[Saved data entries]
★ ★ ★ ★
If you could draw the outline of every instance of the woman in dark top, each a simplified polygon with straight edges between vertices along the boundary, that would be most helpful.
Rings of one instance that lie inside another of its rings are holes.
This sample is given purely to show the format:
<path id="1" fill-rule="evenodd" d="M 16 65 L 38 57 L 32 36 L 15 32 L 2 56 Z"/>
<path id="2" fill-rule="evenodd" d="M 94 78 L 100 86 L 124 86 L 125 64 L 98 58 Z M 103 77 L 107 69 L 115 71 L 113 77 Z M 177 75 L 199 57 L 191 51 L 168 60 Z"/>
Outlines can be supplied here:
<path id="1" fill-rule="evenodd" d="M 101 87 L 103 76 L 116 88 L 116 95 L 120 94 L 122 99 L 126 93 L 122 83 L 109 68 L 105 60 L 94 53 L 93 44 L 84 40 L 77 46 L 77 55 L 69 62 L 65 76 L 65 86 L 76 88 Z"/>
★ ★ ★ ★
Please rewrite the listing above as a two-column CSV with the headers "prompt" and "response" and one row for each request. Put each request's text and its answer in a separate quoted field, turning any line breaks into spaces.

## Exercise solution
prompt,response
"If you could draw the outline of every instance of the woman in dark top, each a simplified polygon with straight edges between vertices along the boundary, that would be most helpful. Rings of one instance that lie inside another of its rings are holes. This sample is given purely to show the format: <path id=""1"" fill-rule=""evenodd"" d=""M 16 65 L 38 57 L 32 36 L 15 32 L 2 56 Z""/> <path id=""2"" fill-rule=""evenodd"" d=""M 94 78 L 100 86 L 124 86 L 125 64 L 98 58 Z M 103 77 L 107 69 L 115 71 L 113 77 Z M 177 75 L 199 57 L 191 51 L 168 60 Z""/> Outlines can be supplied here:","<path id=""1"" fill-rule=""evenodd"" d=""M 101 87 L 103 76 L 116 88 L 116 95 L 120 94 L 122 99 L 126 93 L 122 83 L 109 68 L 105 60 L 94 53 L 93 44 L 84 40 L 77 46 L 77 55 L 69 62 L 65 76 L 65 86 L 76 88 Z""/>"